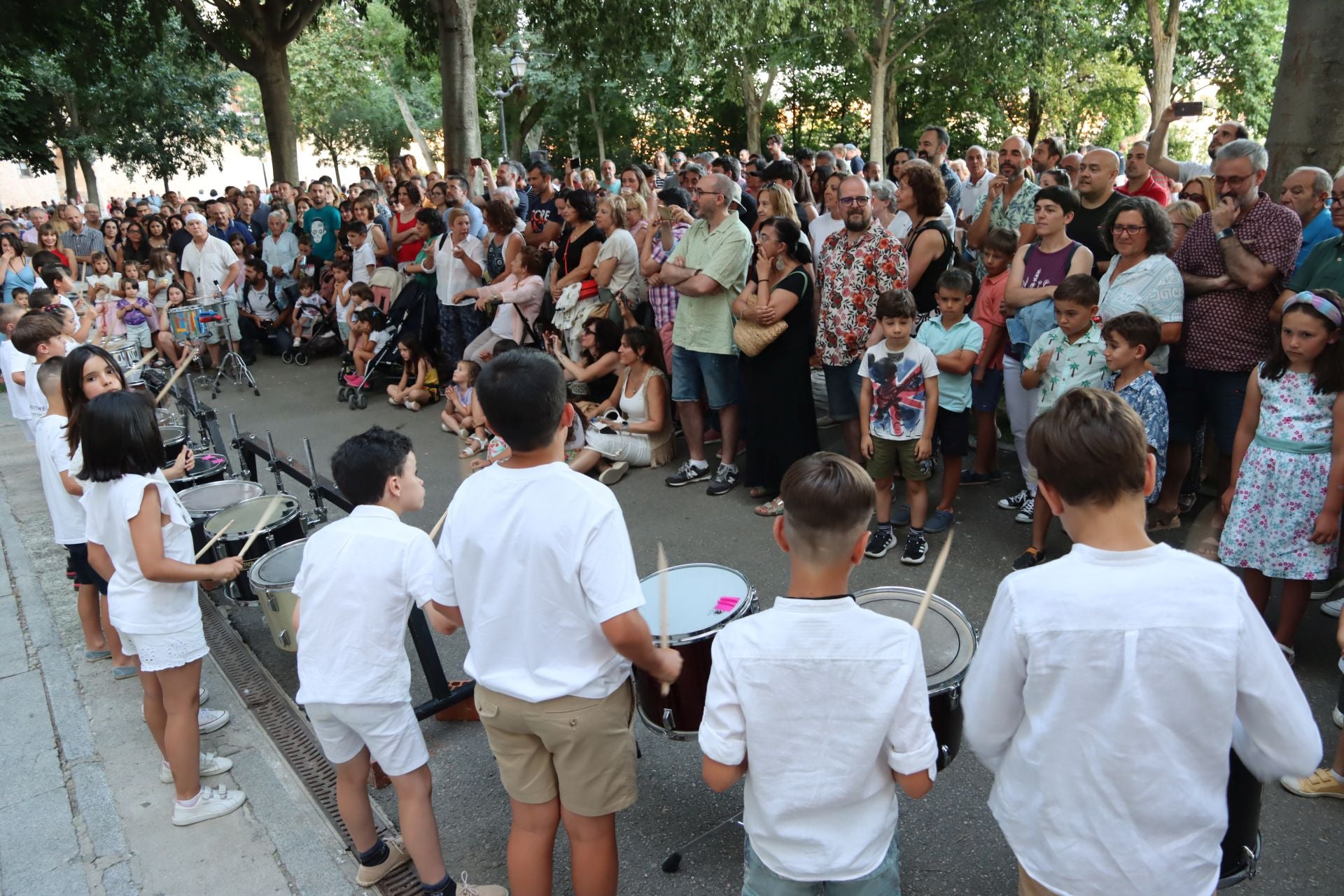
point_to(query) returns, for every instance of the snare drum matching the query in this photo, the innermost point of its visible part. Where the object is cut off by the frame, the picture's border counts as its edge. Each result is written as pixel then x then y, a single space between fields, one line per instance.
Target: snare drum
pixel 241 519
pixel 948 641
pixel 203 501
pixel 185 323
pixel 702 599
pixel 273 580
pixel 209 468
pixel 174 438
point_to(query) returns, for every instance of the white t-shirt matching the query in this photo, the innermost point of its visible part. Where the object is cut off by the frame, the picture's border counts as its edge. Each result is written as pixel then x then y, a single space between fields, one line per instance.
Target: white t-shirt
pixel 210 264
pixel 360 260
pixel 13 360
pixel 820 802
pixel 134 603
pixel 67 522
pixel 356 584
pixel 534 594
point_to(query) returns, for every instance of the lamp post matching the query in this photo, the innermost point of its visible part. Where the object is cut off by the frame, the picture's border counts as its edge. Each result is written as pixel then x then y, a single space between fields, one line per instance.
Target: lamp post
pixel 518 65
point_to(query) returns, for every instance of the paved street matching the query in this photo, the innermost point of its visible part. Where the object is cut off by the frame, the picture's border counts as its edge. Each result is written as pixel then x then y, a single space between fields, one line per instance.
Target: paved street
pixel 949 843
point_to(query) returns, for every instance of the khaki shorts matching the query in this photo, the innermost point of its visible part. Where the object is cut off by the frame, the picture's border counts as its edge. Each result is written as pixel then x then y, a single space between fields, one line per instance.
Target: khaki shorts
pixel 890 454
pixel 577 748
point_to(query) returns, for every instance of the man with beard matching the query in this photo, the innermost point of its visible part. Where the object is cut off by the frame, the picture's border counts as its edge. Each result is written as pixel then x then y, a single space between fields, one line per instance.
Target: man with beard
pixel 859 264
pixel 1187 171
pixel 1097 194
pixel 933 149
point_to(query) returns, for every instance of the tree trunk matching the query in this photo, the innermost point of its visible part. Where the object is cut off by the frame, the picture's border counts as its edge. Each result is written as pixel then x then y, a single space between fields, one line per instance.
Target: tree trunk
pixel 597 125
pixel 90 182
pixel 1303 130
pixel 457 73
pixel 1164 34
pixel 270 69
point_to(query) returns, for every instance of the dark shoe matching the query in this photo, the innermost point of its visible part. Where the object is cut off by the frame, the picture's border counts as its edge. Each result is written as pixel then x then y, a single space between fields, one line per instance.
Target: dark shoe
pixel 687 475
pixel 916 550
pixel 724 480
pixel 879 543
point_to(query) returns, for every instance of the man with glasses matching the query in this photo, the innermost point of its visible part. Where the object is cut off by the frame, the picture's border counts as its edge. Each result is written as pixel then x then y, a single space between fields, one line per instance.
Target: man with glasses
pixel 708 267
pixel 1236 262
pixel 859 264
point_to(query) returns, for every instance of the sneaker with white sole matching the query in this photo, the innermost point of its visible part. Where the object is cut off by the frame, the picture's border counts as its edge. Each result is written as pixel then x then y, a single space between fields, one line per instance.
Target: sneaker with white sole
pixel 213 802
pixel 397 856
pixel 210 764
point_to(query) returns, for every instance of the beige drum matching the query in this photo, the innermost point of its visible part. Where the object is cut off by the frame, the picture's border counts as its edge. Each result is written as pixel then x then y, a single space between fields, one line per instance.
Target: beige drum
pixel 273 580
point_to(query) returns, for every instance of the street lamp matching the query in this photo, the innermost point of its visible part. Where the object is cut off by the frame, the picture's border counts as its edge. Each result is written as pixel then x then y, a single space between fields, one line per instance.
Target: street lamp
pixel 518 65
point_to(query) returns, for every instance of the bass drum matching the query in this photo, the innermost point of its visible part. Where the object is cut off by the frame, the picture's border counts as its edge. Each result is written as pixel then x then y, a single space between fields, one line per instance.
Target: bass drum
pixel 949 643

──────────────────────────────

Brief =>
Please print the data above once more, exactly as it appears, with no pictures.

Output for this exercise =>
point_to(query) returns, for every instance of the snare drum matching the query in this photo, the innermost point of its visible part. Where the object is cut off by the frame, the picture's border counts as its edge. Each result is written as pixel then x then y, a single space between fields, one line per instance.
Target: snare drum
pixel 241 519
pixel 948 641
pixel 203 501
pixel 185 323
pixel 702 599
pixel 273 580
pixel 209 468
pixel 174 438
point_to(query) returns, for every instance of the white t-shirt matching the query in this photo, the innermost point of its visible part. Where the object is cut off by the frame, the picture's border counts as its edge. Each result is written as pixel then x then y, a single space between fields, one line per instance.
Target: white t-shirt
pixel 210 264
pixel 360 260
pixel 13 360
pixel 820 802
pixel 134 603
pixel 67 522
pixel 356 584
pixel 534 594
point_to(query) returns, for every instance of the lamp post matching the query in this photo, the innermost point of its visible part. Where the object is cut off by the frame, the picture's border counts as its edge. Each result is written as pixel then x then y, a single space between fields, one line per instance.
Target: lamp post
pixel 518 65
point_to(query) returns, for every instance of the paved street matching the query in this photo, the innermost point of its visible part. Where the object is cut off by the frame, the picture's border counts as its edge. Each result is written as pixel then x then y, a single space between fields, one line per instance.
Target: paved street
pixel 949 843
point_to(query) returns, for every instance of the khaki shorts matching the query in this photo, the innermost point of its visible part. Where the object is cut off by the frame, the picture's border counts as its edge. Each result is written as pixel then x then y, a single space between fields, one line per instance.
Target: khaki shorts
pixel 890 454
pixel 577 748
point_to(query) returns, for every instance of the man with beard matching the query in this photo, the innermost point of its visible part. Where the object is cut off by the frame, the picture's border counts as its edge. Each result is written as pixel then x then y, a single space between fields, one line per instance.
Target: man with beard
pixel 859 264
pixel 1187 171
pixel 1097 194
pixel 933 149
point_to(query) returns, for every instance of the tree trunk matching the query in this photo, the innermost point of its visible part. Where the object is cut off by the frame, the picture's border counts as its edge. Each result is written as pixel then x then y, a single space between fields, one line per instance.
Target: tree trunk
pixel 597 125
pixel 90 182
pixel 1303 130
pixel 457 73
pixel 1164 34
pixel 270 69
point_to(query) returns, for every instance of the dark shoe matching the query in this photo, the innermost point of its visible part. Where the object is cut off by the frame, the picture's border counts as its edge. Each result is written as pixel then x then y, a single space between fields, one line per instance.
Target: dark shoe
pixel 687 475
pixel 916 550
pixel 724 480
pixel 879 543
point_to(query) returns, for every instance of the man with glasses matching the query in this photo, the innermost point of its visible part. Where the object is cut off by the frame, the picture's border counts as its edge. Each result is written as pixel then x then y, a single space between fields, one line per instance.
Target: man with glasses
pixel 708 267
pixel 1236 262
pixel 859 264
point_to(query) returns, for every instance of the sneaker with white sole matching the query in this photo, the innermost point of its visible part. Where the object is cut off by the frame, the picture's border counts as its edge. Each result is written as pixel then x then y, a single space between fields, one line per instance.
Target: sneaker with white sole
pixel 213 802
pixel 397 856
pixel 210 764
point_to(query) returns, for every instance of the beige drum matching the query in this photo, the innermost point of its visible part. Where the object is cut off by the frame, the picture's border counts as its edge. Each result is written as pixel then x then y, a single space between fields, one line per instance.
Target: beige drum
pixel 273 580
point_to(query) returns, for every instance of the street lamp matching the query in this photo, the innermost point of its visible part. Where the object is cut off by the frame, the picture's border counts as its edge. Each result is written as pixel then x then y, a single space between fields, one line per instance.
Target: street lamp
pixel 518 65
point_to(query) returns, for every instance of the bass drum matching the query in this photo, the innermost point of its visible part. Where the object is cut off by the frame, the picture's border counts as its edge. Each result is written as pixel then x then y, a single space between fields, one line per instance.
Target: bass drum
pixel 949 643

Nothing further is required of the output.